### [Directive]
In the court opinion below, turn the paragraph that begins "Mrs. Weems, thirty-one years old" into a short bulleted list that keeps its main facts.

### [Document]
United States v. Charles Herschel Dimsdale

410 F.2d 358 | 5th Cir. | 1969

410 F.2d 358

UNITED STATES of America, Plaintiff-Appellee,
v.
Charles Herschel DIMSDALE, Defendant-Appellant.

No. 26310.

United States Court of Appeals Fifth Circuit.

April 29, 1969.

Thomas M. Baumer, Jacksonville, Fla., (court-appointed) for defendant-appellant.

Edward F. Boardman, U. S. Atty., Middle District of Florida, Samuel S. Forman, Asst. U. S. Atty., Jacksonville, Fla., for plaintiff-appellee.

Before COLEMAN and GOLDBERG, Circuit Judges, and SKELTON, Judge of the Court of Claims.*

COLEMAN, Circuit Judge:

1

The Grand Jury for the Middle District of Florida, Jacksonville Division, charged that on or about September 29, 1967, Charles Herschel Dimsdale knowingly transported and caused to be transported in interstate commerce from Dothan, Alabama, to Jacksonville, Florida, one Patsy Ruth Weems, for the purpose of prostitution, debauchery and other immoral purposes, Title 18 U.S.C. § 2421. The first jury failed to convict, but upon the second trial a guilty verdict resulted, followed by a sentence of five years imprisonment. We affirm.

2

A first reading of the record and the initial consideration of briefs and argument of counsel raised considerable doubt of the validity of this conviction.

3

As to the alleged interstate transportation and the purpose of it, the proof depended on the testimony of Patsy Ruth Weems. She registered her complaint with an agent of the Federal Bureau of Investigation while in jail on the occasion of her fourth arrest for prostitution. Her first written statement to the F.B.I. failed altogether to make a case. In fact, she there stated in writing that she came from Dothan to Jacksonville with Dimsdale in order to obtain employment as a dancer. Her testimony on the first trial as to the essential elements of the corpus delicti was meager and sketchy. At the second trial, however, Mrs. Weems gave testimony in depth, vigorously fortified at all points. She said repeatedly and extensively that the illegal purpose of the transportation was agreed upon before the parties set out for Jacksonville. The resolution of her credibility was for the jury. The jury believed this testimony, or it would not have convicted. The prior inadequacies and contradictions in the testimony must have been discounted on the likelihood that Mrs. Weems began as a reluctant witness against her former associate and only at last came around to telling the whole truth.

4

The books are filled with cases dealing with Mann Act prosecutions. We therefore abstain from any protracted disquisition on the law. We shall relate only so much of the facts as are necessary to a decision of the issues raised by the appeal.

5

Mrs. Weems, thirty-one years old and the divorced mother of three children, was a waitress and a bar maid in a restaurant in Dothan. Dimsdale came from Jacksonville to Dothan ostensibly to be employed with a traveling carnival. A mutual friend introduced him to Mrs. Weems. She testified that over a period of three or four nights Dimsdale persuaded her to go to Jacksonville to engage in prostitution. One night, after she got off work, the two of them left for Jacksonville. They traveled in Mrs. Weems' automobile and she paid all the expenses of the trip. Dimsdale had no money at all but he did drive the automobile.

### [Source excerpt]
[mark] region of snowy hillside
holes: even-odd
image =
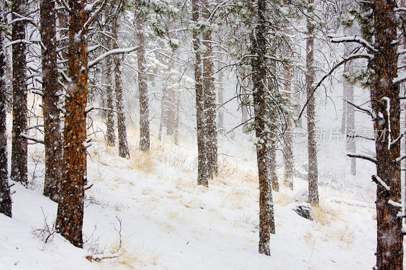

### [Output for this task]
- Mrs. Weems, 31, a divorced mother of three, worked as a waitress and bar maid in a Dothan restaurant.
- Dimsdale came from Jacksonville to Dothan, ostensibly to work with a traveling carnival.
- A mutual friend introduced the two.
- She testified that over three or four nights he persuaded her to go to Jacksonville to engage in prostitution.
- One night after she got off work, they left for Jacksonville in her automobile.
- She paid all the trip's expenses. Dimsdale had no money but drove the car.